┌─ DATA UNDER STUDY

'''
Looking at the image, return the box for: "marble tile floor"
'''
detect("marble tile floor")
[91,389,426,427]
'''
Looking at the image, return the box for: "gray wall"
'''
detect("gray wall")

└─

- **TO DO**: Every line of the records should be reproduced exactly.

- **REPLY TO THE TASK**:
'''
Looking at the image, return the box for: "marble tile floor"
'''
detect("marble tile floor")
[91,389,426,427]
'''
Looking at the image, return the box for: "gray wall"
'''
detect("gray wall")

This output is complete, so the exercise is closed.